··· Material to process
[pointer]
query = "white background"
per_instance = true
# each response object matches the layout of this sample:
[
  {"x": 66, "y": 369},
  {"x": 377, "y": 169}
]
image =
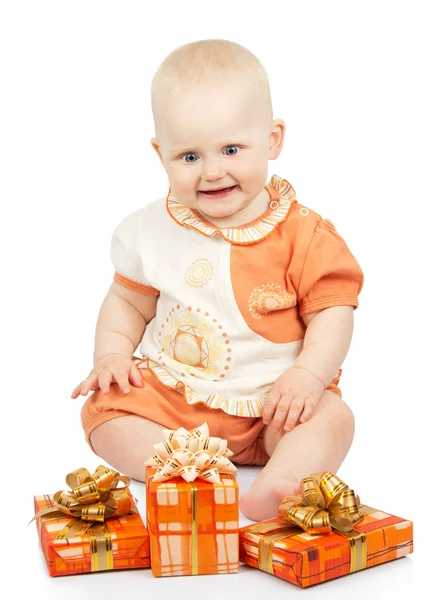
······
## Task to carry out
Leave out every picture and copy, exactly as written, the lines from the one with "per_instance = true" through the end of the records above.

## Response
per_instance = true
# each response object matches the layout of this sample:
[
  {"x": 66, "y": 369},
  {"x": 377, "y": 169}
]
image =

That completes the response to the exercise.